** Data listing follows **

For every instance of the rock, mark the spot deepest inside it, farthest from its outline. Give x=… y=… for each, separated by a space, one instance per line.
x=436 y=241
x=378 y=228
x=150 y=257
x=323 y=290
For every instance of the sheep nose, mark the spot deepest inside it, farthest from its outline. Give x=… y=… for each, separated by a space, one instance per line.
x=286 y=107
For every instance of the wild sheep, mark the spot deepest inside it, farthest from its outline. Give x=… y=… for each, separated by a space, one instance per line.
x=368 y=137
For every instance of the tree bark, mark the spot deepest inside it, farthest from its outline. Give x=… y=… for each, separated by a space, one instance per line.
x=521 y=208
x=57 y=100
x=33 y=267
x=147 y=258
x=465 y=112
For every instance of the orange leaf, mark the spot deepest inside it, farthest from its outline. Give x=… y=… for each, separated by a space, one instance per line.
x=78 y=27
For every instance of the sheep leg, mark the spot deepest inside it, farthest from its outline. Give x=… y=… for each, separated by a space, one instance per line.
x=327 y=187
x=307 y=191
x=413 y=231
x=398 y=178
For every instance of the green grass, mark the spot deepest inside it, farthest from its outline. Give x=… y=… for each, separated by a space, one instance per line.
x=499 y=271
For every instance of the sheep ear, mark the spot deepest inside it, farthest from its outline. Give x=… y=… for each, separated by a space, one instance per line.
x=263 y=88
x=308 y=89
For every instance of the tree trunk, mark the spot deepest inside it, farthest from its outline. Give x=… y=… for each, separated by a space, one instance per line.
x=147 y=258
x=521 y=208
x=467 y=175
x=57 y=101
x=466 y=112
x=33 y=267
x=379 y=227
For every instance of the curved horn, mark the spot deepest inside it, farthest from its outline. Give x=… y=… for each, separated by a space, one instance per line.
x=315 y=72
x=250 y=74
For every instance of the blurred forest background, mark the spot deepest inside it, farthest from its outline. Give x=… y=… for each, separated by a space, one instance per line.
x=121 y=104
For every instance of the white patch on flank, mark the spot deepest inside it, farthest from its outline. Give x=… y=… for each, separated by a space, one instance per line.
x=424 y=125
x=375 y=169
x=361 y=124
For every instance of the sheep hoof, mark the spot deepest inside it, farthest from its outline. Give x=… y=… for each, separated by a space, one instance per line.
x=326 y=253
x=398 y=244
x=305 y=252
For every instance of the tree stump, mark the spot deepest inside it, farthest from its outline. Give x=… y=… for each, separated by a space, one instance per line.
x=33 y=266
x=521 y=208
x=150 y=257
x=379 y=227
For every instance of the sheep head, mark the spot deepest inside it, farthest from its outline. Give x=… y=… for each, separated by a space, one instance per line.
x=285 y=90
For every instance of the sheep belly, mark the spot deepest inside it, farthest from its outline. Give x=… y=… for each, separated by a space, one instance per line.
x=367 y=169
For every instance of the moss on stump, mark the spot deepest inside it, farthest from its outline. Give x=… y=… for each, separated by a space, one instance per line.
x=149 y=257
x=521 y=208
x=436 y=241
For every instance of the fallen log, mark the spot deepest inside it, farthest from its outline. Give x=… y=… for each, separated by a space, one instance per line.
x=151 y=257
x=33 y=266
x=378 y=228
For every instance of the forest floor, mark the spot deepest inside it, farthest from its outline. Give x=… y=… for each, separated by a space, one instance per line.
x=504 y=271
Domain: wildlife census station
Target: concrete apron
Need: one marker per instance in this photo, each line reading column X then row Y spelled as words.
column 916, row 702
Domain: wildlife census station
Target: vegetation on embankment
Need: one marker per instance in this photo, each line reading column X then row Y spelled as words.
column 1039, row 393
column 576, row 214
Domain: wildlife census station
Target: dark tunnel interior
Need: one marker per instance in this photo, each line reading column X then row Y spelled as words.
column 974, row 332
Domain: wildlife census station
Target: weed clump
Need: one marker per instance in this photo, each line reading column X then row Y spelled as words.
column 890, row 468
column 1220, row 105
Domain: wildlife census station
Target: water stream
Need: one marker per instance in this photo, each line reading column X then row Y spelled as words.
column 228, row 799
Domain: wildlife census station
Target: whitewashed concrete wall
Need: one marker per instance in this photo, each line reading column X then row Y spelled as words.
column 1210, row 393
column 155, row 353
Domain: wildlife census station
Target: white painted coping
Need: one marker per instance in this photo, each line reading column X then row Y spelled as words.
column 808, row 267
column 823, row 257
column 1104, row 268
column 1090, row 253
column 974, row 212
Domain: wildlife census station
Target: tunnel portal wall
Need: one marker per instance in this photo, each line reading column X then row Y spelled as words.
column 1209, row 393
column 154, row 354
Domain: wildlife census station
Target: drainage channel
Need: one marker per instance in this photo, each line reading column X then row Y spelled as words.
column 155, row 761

** End of Data listing **

- **Work instruction**
For every line of the records that has the word "Target" in it, make a copy.

- **Answer**
Target: concrete apron
Target: vegetation on embankment
Target: dark tunnel interior
Target: weed clump
Target: water stream
Target: whitewashed concrete wall
Target: white painted coping
Target: tunnel portal wall
Target: drainage channel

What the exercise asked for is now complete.